The next day, the Indians met the Mita Club (composed of Keio alumni) at the Shibaura Grounds. James once again took the mound for Sherman. Mita hit the undoubtedly fatigued James hard, scoring seven runs in the first four innings. By the end of the afternoon, the Keio graduates had pounded out 17 hits. The Indians scored twice in the third inning and trailed 7-2 when they brought in Yamamoto to pitch in midgame. Yamamoto quelled his countrymen and Sherman tacked on another run to enter the bottom of the ninth down 7-3. At that point, the Indians “attacked with all of their might,” scoring three runs and leaving the tying run on base as the game ended.97
On October 22 Sherman won its second game, beating the Shoyu Club, a team of Yokohama Commercial School alumni, 6-5 at Yokohama’s Nakajima Grounds. To date, no details of this game have been located.
The Indians waited for over a week to play again as inclement weather canceled games and they had trouble finding opponents. As the Sherman players were no longer students and were being paid to make the trip, many considered them to be professionals. Heavily influenced by an idealized version of the “Bushido code,” most Japanese believed that being paid to play sports, including baseball, was immoral.98 Schools worried that playing the Shermans would sully their reputations.
Perhaps Hashido and the Waseda alumni who formed the Nihon Undo Kyokai stepped in, because the Indians’ final game came on October 28 against Waseda University at the Shibaura Grounds. In a tight pitchers’ duel, Cecil Cruz faced off against Tadashi Hotta. Once again, however, the Indians’ defense ruined Cruz’s superb game. In the second inning, Waseda second baseman Tokuyoshi Tominaga led off with a walk and stole second. Jujiro Nagano struck out, but Sherman catcher Thomas Ornelas dropped the ball and then threw wildly as he tried to get Nagano running to first. As the ball rolled into the outfield, Tominaga scored and Nagano reached third. After an out, Hotta grounded back to Cruz, who threw to the plate trying to catch Nagano racing home. Nagano, however, hit the brakes and tried to return to third. Ornelas threw wildly to third and Nagano scored.
********
SET TASK A » In the entries, give again the part that opens with the line containing "det: electrical outlet" and closes with the line containing "(290, 609), (1165, 896)", requests included. Raise every bounding box coordinate in the answers by 127.
The text and the entries have no connection to each other.

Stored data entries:
********
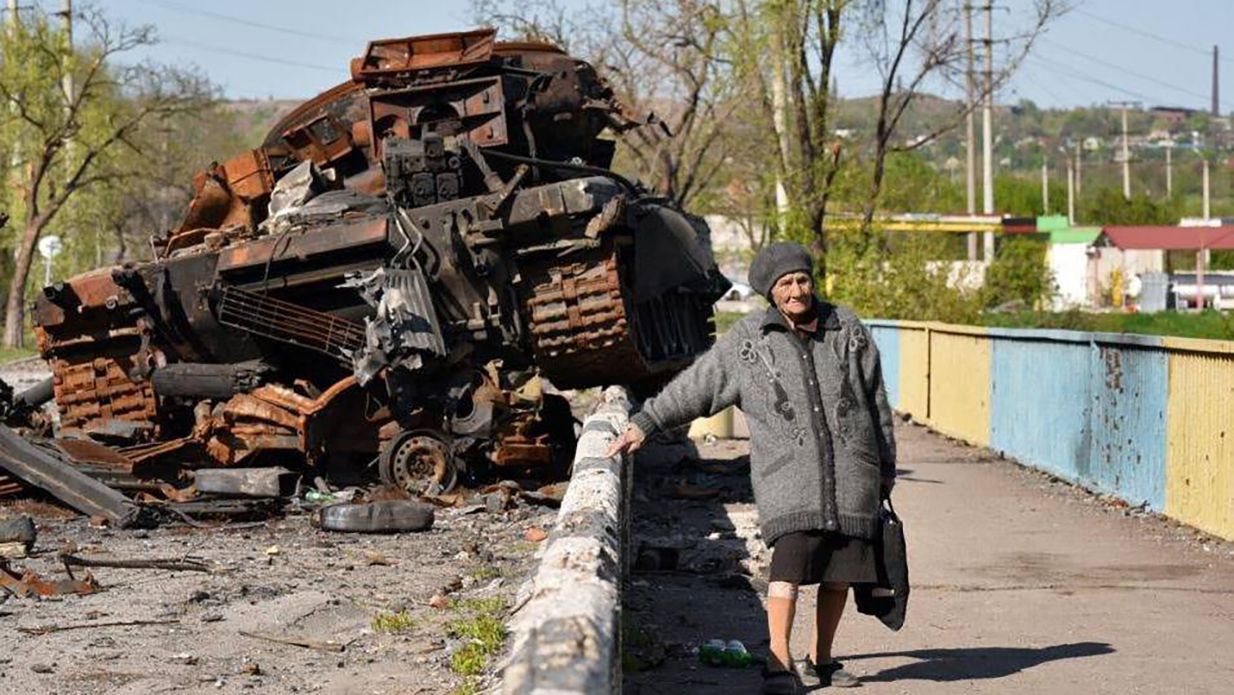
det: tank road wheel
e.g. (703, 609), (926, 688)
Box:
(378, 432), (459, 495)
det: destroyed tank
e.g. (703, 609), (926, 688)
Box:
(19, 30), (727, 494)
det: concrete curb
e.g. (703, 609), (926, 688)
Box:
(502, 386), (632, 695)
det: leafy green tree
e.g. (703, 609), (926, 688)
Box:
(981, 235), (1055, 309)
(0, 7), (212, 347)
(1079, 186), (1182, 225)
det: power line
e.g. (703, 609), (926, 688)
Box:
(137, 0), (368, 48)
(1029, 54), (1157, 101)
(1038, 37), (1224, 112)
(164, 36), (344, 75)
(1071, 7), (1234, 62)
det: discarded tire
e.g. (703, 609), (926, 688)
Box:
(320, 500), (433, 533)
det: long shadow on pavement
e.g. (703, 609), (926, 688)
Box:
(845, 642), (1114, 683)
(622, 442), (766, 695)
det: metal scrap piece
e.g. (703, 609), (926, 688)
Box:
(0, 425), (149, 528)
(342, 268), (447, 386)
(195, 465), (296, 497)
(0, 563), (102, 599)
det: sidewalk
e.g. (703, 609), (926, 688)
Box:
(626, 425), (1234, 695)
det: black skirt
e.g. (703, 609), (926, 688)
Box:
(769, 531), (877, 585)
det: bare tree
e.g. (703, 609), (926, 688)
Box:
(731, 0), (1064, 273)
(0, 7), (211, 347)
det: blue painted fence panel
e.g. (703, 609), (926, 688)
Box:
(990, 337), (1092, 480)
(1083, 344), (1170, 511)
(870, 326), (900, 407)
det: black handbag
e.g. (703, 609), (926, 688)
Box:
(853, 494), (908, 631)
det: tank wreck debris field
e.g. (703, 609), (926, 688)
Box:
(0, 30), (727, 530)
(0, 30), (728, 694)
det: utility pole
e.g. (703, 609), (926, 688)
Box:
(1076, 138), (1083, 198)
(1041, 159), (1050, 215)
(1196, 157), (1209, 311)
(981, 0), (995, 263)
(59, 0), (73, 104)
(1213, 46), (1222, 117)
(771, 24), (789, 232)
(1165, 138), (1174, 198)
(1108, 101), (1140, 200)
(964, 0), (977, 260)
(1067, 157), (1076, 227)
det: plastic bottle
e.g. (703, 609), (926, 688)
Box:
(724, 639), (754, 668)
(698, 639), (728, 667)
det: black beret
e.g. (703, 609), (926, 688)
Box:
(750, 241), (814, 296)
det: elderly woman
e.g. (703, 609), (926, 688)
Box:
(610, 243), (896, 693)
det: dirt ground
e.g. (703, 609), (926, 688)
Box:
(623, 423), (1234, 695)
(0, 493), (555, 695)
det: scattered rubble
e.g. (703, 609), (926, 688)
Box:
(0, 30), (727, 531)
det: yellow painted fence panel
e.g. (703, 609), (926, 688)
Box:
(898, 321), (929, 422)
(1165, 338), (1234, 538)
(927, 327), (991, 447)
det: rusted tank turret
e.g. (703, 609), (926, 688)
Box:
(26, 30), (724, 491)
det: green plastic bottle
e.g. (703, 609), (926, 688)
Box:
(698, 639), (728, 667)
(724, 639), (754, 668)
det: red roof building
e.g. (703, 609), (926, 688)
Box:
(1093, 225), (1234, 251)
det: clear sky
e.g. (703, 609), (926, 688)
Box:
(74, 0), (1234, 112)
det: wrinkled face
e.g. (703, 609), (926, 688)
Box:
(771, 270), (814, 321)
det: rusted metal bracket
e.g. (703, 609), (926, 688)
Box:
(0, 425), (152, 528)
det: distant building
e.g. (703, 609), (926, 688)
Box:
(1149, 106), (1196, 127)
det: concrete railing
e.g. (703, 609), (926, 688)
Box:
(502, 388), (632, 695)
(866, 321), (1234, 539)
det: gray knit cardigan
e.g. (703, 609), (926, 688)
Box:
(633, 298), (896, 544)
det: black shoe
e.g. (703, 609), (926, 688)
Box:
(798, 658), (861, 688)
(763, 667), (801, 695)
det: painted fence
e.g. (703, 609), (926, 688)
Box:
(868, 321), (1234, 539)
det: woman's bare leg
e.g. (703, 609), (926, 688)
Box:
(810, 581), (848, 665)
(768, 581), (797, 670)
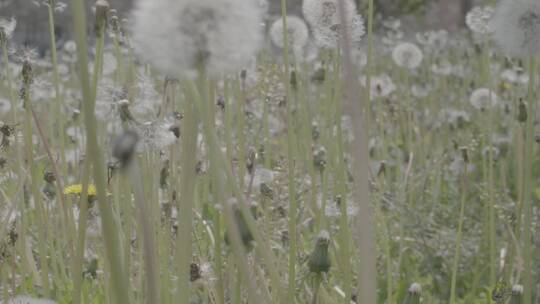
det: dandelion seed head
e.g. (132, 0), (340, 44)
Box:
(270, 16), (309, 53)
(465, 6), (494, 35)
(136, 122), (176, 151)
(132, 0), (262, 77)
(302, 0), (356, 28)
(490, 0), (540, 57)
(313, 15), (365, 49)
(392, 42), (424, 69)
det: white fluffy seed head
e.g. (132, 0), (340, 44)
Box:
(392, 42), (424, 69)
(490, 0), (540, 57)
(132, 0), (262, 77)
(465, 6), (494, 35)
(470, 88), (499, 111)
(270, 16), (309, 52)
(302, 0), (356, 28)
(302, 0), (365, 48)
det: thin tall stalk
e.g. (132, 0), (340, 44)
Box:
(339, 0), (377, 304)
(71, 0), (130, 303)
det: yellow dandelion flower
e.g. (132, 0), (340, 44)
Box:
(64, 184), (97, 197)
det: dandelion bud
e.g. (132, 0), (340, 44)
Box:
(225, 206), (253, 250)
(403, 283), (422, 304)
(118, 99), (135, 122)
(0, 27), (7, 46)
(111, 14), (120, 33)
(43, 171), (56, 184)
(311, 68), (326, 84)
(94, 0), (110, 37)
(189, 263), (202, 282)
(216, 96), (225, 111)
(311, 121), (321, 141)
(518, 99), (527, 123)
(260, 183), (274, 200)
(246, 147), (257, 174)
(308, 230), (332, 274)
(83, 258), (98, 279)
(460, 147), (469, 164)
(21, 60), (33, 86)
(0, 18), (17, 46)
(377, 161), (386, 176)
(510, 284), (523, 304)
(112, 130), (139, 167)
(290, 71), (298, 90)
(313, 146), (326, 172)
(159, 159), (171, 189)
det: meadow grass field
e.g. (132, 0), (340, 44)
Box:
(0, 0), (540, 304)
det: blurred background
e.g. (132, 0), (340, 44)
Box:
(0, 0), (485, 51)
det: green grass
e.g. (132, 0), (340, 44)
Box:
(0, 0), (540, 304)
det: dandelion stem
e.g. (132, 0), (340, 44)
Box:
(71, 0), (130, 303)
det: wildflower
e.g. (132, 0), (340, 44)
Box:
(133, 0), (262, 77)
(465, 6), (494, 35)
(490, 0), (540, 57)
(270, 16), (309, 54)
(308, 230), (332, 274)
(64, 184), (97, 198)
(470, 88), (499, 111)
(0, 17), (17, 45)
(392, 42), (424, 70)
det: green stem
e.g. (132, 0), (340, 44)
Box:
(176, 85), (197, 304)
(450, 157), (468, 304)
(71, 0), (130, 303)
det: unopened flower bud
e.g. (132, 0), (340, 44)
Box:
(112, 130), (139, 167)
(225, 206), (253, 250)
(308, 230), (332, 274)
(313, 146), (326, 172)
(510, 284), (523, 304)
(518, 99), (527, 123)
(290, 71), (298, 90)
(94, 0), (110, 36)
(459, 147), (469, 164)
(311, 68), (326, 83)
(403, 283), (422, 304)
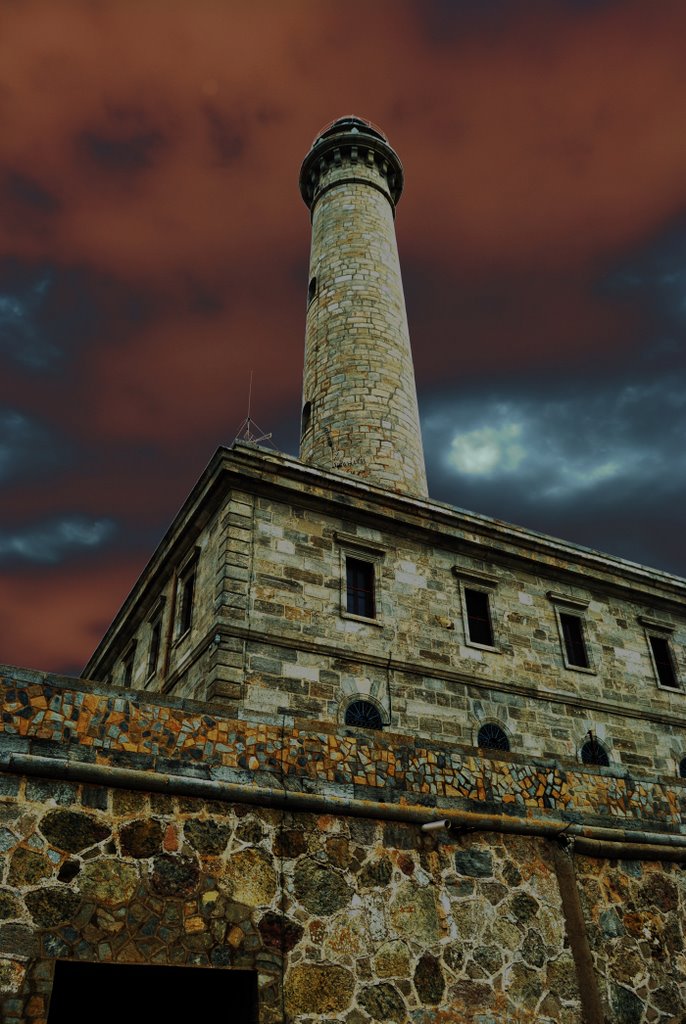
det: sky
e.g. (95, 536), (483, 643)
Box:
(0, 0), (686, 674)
********
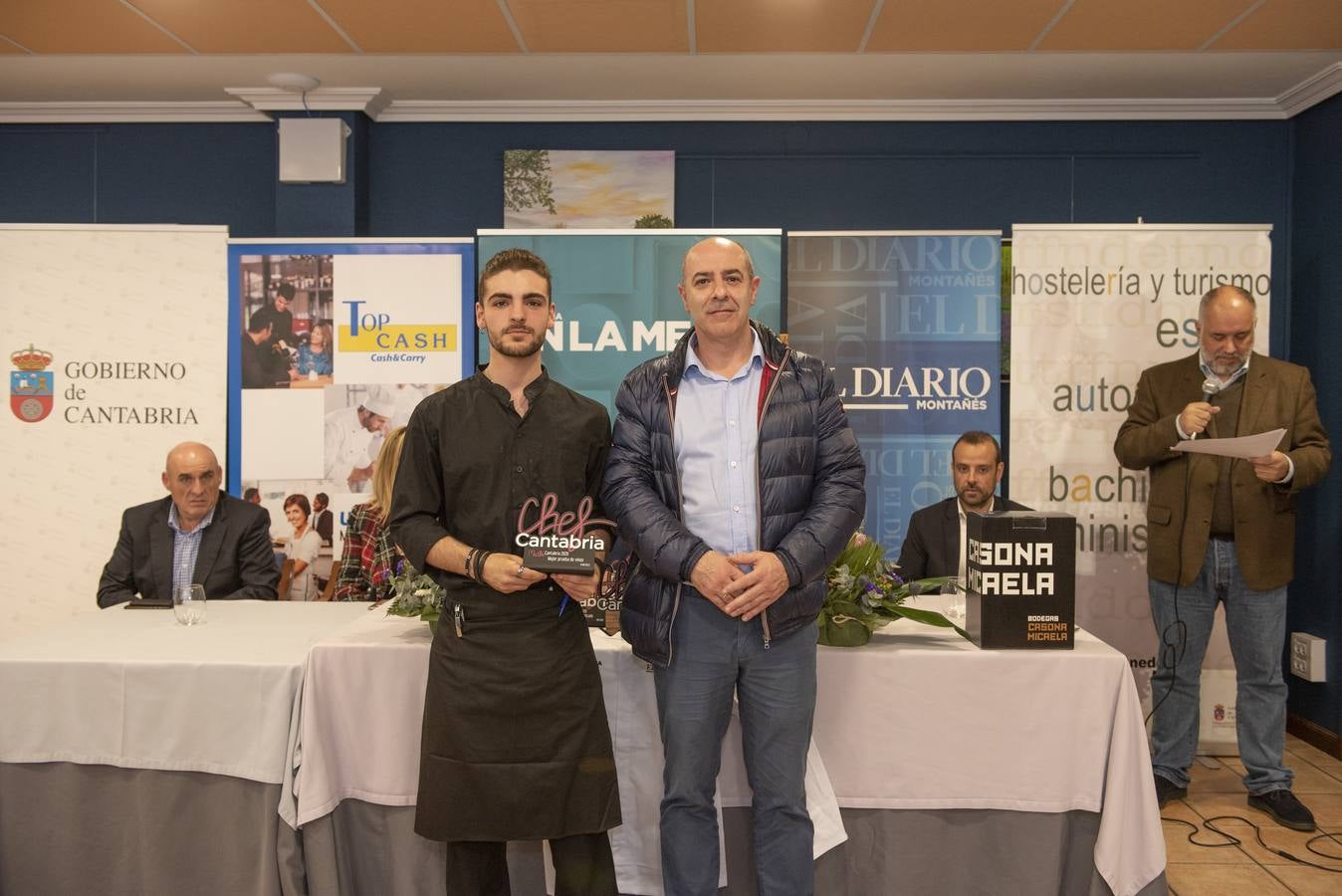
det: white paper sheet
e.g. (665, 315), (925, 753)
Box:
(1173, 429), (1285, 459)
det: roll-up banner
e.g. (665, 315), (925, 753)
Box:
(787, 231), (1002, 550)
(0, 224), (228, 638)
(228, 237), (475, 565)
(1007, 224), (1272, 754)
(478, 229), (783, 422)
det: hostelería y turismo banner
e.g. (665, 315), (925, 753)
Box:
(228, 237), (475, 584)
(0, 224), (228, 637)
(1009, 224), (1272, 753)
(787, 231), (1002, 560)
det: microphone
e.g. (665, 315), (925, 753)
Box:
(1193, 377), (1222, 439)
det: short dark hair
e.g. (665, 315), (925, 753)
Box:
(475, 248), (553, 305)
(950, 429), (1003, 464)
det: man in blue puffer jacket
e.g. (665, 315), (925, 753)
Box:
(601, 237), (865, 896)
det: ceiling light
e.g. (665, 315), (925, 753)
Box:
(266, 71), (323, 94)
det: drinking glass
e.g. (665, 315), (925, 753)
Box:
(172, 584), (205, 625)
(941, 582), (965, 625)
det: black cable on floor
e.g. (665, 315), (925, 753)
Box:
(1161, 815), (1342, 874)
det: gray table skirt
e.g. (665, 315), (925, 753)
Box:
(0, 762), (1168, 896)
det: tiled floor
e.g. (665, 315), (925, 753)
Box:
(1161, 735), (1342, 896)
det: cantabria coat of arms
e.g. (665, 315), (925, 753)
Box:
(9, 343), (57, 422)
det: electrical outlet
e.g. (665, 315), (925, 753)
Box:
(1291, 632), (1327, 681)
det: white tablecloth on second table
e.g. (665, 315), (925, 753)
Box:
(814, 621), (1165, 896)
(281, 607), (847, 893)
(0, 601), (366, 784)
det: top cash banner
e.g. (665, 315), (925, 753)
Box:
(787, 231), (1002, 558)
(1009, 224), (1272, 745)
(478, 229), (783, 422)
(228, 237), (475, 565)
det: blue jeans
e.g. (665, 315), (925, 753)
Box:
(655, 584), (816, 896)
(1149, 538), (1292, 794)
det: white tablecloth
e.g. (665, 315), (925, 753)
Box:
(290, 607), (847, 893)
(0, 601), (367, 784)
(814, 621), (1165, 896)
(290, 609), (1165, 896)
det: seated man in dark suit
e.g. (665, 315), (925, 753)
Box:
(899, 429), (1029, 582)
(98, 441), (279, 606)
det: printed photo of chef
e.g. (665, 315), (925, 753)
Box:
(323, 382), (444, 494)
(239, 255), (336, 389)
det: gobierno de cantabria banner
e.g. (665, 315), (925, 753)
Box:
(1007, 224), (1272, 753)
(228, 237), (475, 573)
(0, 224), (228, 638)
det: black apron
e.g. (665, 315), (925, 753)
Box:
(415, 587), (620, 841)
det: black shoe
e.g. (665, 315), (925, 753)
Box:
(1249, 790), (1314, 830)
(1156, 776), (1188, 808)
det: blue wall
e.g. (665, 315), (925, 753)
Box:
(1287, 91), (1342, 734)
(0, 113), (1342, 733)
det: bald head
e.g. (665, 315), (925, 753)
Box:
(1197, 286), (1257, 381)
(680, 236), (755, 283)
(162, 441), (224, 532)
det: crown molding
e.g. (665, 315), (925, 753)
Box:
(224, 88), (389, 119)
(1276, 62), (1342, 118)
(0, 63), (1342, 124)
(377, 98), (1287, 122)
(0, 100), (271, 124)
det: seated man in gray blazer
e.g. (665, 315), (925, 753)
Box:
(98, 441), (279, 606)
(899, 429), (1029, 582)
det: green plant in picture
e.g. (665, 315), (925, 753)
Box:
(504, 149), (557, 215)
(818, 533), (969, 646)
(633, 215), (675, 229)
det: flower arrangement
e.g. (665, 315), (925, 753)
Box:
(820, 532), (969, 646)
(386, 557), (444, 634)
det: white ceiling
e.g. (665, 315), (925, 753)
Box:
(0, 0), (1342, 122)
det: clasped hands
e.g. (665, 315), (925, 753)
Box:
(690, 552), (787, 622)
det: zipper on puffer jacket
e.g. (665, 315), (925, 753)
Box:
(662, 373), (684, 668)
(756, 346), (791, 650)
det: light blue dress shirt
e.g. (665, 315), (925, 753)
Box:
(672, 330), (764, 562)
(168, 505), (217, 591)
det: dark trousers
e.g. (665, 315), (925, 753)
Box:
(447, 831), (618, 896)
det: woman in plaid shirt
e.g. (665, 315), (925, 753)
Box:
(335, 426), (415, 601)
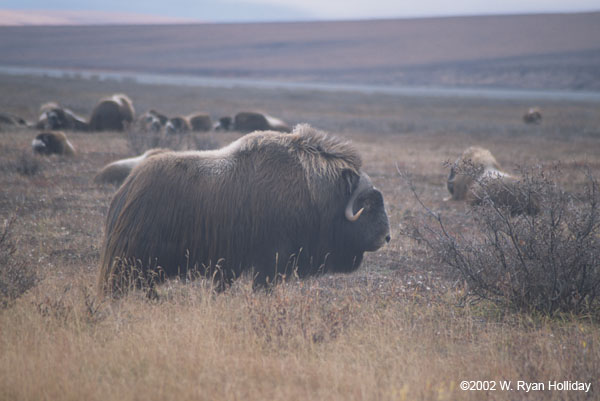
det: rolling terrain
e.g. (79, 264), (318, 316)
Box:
********
SET TASK B » Based on the account of the Sherman Indians' games in Japan, does each of these statements agree with it? Answer yes or no for each, quoting the deciding words. (i) Sherman beat the Shoyu Club at Yokohama's Nakajima Grounds. (ii) The Keio graduates of the Mita Club finished with 17 hits. (iii) Cecil Cruz pitched for Sherman against the Mita Club.

EXPECTED ANSWER A »
det: electrical outlet
e.g. (665, 315), (925, 753)
Box:
(1418, 759), (1454, 808)
det: white tablecloth on second table
e.g. (665, 315), (925, 753)
Box:
(941, 748), (1292, 1023)
(408, 734), (974, 1020)
(127, 728), (493, 911)
det: top cash banner
e.g. (665, 315), (925, 753)
Box:
(914, 358), (1129, 685)
(1136, 351), (1399, 872)
(605, 356), (910, 549)
(355, 364), (602, 692)
det: blue jeans
e.g. (665, 315), (925, 753)
Box:
(782, 711), (943, 1023)
(1276, 665), (1419, 921)
det: white tablecloth
e.g. (665, 315), (925, 753)
Box:
(417, 734), (974, 1020)
(127, 728), (494, 911)
(941, 748), (1292, 1023)
(417, 736), (1292, 1023)

EXPECTED ANSWER B »
(i) Yes: "beating the Shoyu Club, a team of Yokohama Commercial School alumni, 6-5 at Yokohama’s Nakajima Grounds"
(ii) Yes: "By the end of the afternoon, the Keio graduates had pounded out 17 hits."
(iii) No: "James once again took the mound for Sherman."